Assignment: From the data underneath, reproduce exactly the stretch that begins at the line with "Could you provide the mask of every instance of the stacked" and ends after the line with "Could you provide the mask of every instance of the flagpole?".
The data below:
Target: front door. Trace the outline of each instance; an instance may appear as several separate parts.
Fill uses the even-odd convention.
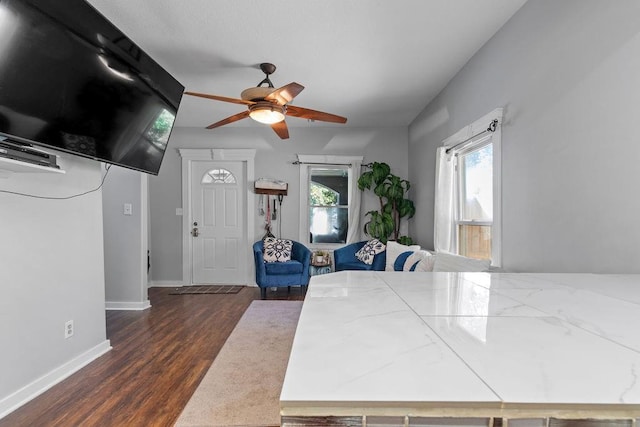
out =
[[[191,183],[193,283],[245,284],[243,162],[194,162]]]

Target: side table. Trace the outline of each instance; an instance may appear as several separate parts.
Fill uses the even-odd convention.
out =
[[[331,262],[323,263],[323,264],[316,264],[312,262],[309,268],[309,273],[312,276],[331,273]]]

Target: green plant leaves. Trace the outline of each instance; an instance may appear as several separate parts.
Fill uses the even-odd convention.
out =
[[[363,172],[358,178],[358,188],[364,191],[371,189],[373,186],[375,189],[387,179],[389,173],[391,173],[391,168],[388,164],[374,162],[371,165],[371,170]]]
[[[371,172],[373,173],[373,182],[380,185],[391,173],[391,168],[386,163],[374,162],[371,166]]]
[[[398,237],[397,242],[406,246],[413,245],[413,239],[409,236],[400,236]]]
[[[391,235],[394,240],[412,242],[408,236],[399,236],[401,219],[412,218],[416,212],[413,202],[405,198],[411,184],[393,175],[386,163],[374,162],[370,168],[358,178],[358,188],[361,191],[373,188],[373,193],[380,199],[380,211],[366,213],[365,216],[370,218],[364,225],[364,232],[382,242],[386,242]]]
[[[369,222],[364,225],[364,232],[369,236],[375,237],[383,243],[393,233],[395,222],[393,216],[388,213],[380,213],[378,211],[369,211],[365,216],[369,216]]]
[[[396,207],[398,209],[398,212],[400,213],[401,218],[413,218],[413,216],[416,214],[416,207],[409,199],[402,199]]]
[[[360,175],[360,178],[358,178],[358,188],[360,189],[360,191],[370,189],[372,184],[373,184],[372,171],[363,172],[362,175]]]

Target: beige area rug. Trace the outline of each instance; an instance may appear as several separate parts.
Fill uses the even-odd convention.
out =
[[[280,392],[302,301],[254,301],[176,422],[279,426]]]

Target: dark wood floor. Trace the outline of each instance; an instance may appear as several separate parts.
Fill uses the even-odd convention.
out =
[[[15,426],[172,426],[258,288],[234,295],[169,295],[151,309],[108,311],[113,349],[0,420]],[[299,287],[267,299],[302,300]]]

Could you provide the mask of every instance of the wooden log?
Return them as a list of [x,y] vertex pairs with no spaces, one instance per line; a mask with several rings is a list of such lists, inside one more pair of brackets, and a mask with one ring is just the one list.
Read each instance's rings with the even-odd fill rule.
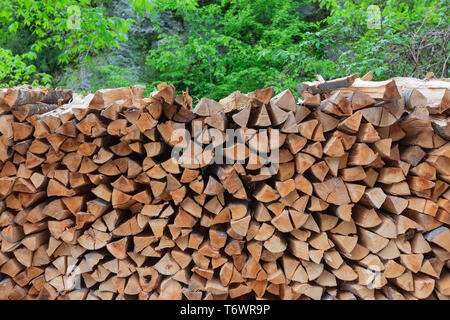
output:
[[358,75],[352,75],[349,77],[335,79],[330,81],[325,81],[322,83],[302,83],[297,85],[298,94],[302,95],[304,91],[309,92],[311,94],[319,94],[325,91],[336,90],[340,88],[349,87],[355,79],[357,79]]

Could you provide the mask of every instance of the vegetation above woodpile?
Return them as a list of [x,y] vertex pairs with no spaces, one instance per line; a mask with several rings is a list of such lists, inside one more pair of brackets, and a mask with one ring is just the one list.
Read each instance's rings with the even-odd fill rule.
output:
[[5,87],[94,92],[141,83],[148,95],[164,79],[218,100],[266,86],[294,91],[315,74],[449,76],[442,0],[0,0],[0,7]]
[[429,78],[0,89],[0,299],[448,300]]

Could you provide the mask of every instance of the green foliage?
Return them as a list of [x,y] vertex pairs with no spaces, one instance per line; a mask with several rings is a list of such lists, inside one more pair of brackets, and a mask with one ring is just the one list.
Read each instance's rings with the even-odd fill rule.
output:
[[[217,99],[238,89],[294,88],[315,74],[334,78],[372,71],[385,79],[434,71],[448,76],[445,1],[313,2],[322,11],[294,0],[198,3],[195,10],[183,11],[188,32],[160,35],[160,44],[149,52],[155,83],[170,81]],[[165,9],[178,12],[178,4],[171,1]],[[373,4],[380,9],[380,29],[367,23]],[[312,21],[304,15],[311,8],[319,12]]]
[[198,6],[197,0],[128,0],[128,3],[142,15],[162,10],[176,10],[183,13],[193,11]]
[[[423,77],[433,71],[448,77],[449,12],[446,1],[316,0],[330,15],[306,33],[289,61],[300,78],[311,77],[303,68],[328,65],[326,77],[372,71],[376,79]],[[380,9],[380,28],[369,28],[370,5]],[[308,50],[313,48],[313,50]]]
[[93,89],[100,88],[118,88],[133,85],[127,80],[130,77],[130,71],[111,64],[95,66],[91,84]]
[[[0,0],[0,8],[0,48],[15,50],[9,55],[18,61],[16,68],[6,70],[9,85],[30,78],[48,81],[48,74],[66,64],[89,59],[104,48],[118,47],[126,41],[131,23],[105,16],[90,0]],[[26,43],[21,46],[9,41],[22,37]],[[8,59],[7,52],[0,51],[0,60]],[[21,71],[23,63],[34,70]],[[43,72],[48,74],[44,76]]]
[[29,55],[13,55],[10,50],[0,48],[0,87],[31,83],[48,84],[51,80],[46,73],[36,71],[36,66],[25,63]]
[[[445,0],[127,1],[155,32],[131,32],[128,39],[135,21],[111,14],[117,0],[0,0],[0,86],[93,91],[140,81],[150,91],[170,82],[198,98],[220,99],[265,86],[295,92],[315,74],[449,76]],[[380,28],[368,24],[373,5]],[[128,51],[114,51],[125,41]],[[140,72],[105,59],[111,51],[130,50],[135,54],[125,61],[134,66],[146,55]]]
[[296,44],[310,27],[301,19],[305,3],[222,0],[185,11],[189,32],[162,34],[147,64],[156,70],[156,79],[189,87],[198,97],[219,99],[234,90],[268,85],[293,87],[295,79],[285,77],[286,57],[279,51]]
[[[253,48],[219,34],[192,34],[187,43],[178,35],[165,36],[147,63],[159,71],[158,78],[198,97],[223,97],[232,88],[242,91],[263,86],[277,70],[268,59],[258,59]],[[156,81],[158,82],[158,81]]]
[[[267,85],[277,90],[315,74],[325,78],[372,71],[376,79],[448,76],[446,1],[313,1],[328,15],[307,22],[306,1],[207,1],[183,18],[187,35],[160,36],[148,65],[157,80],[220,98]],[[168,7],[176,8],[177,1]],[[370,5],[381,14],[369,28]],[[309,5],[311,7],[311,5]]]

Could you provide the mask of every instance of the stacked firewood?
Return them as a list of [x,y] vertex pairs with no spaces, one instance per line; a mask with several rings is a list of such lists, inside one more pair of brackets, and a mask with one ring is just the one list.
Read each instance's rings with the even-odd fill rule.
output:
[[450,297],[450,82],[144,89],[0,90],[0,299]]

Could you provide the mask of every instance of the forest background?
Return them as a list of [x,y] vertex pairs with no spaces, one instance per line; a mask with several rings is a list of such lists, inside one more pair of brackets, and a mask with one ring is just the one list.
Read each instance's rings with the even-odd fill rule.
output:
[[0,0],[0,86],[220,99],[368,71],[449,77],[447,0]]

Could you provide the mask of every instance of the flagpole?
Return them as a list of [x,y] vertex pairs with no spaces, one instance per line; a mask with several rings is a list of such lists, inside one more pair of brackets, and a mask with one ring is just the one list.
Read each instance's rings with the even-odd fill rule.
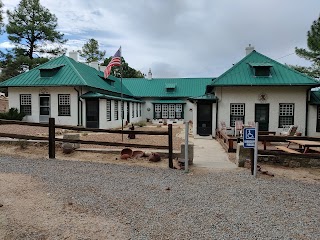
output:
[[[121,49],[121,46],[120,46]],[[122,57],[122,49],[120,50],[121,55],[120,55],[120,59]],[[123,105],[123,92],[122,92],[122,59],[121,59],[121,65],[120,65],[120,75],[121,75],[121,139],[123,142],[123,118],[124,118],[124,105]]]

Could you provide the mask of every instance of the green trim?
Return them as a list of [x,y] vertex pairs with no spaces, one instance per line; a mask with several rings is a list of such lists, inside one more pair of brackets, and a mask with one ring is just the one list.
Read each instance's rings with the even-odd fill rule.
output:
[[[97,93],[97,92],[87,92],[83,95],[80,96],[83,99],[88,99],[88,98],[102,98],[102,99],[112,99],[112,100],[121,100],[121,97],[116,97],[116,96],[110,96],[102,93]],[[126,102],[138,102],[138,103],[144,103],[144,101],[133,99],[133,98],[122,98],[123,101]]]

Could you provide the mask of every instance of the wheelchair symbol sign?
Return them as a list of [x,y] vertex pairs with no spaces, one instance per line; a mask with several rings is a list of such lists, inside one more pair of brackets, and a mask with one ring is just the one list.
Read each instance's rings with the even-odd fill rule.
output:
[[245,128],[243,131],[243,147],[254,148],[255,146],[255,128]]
End of The data.
The data below:
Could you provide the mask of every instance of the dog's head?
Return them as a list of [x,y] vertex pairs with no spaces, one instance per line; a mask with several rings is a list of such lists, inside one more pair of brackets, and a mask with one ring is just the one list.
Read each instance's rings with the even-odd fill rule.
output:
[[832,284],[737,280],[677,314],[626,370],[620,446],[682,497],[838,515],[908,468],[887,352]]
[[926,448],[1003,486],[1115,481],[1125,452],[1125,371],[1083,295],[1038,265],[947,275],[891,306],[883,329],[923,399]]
End of The data.
Answer for the task:
Could you provide the mask of every instance of the stacked firewood?
Return them as a list of [x,y] vertex pairs with no spaces, one instance per line; a mask with several rings is a list of such lists, inside one more pair of brackets, and a mask with one ring is just the one list.
Read each instance's rings with the even-odd fill rule.
output:
[[450,297],[450,82],[144,89],[0,90],[0,299]]

Could you provide the mask of every instance of the forest background?
Return them as a list of [x,y] vertex pairs with no spaces, one instance per line; a mask with several rings is a list of such lists, inside one more pair of brackets, and a mask with one ring is just the one list.
Read each instance's rings with the even-odd fill rule.
output:
[[0,0],[0,86],[220,99],[368,71],[449,77],[447,0]]

Could you provide the mask of every instance of the flagpole?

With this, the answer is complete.